> **Text section**
○ ○ ○ ○
Post by Chief Blur Buster » 22 Apr 2019, 11:17

Now, capping the framerate is a different explanation.

Capping the framerate during GSYNC is a trick that came up because a variable refresh rate doesn't have infinite variable range.

Your refresh rate still has a maximum. Such as 144Hz or 240Hz. If your frame rate maxes out on a variable refresh rate monitor, the system switches to a VSYNC ON which can cause some framebuffer pileup and add input lag.

Capping the framerate below Hz on a variable refresh rate monitor, avoids the sudden lag-increase effect witnessed on a variable refresh monitor when a framerate maxes out at max-Hz.

Now, this does not happen if you have a wide variable refresh rate range (e.g. 30Hz-240Hz) and your game's framerate fluctuations are well under max Hz.

Capping has nothing to do with the "why does GSYNC smooth stutters?" question. It's simply a workaround for the fact that sometimes your game will try to go above your refresh rate range -- capping simply confines your game within the variable refresh rate range of your monitor, so you don't have to worry about the added input lag of VSYNC ON when the framerate maxes out at max-Hz.

Jorim's GSYNC 101 has a lot of details.
But you get the idea that in your multiple questions, you are essentially asking two completely independent, separate "main questions".
-- Why does GSYNC smooth stutters?
-- Why do we cap below refresh rate for GSYNC?

Hopefully we've helped answer both of your two big questions :)
Jorim's GSYNC 101 is a great place to begin learning to tweak the nuances of tweaking GSYNC.
○ ○ ○ ○
> **Data**
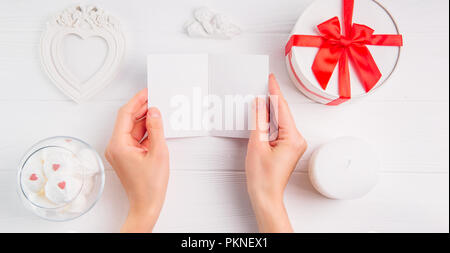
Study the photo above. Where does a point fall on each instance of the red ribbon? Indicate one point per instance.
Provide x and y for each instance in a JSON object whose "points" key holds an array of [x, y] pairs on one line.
○ ○ ○ ○
> **Task set**
1. Answer these questions from the forum post on framerate capping.
(a) Which two example maximum refresh rates does the post name?
(b) What does the system switch to when the frame rate maxes out on a variable refresh rate monitor?
(c) What source does the post point to for more details?
2. List every distinct refresh rate value, in Hz, that appears in the forum post on framerate capping.
3. Repeat word for word the part of the forum post on framerate capping that begins at the words "Capping has nothing" and stops after "lot of details.".

> **Task results**
1.
(a) 144Hz and 240Hz.
(b) VSYNC ON.
(c) Jorim's GSYNC 101.

2. 144Hz, 240Hz, 30Hz

3.
Capping has nothing to do with the "why does GSYNC smooth stutters?" question. It's simply a workaround for the fact that sometimes your game will try to go above your refresh rate range -- capping simply confines your game within the variable refresh rate range of your monitor, so you don't have to worry about the added input lag of VSYNC ON when the framerate maxes out at max-Hz.

Jorim's GSYNC 101 has a lot of details.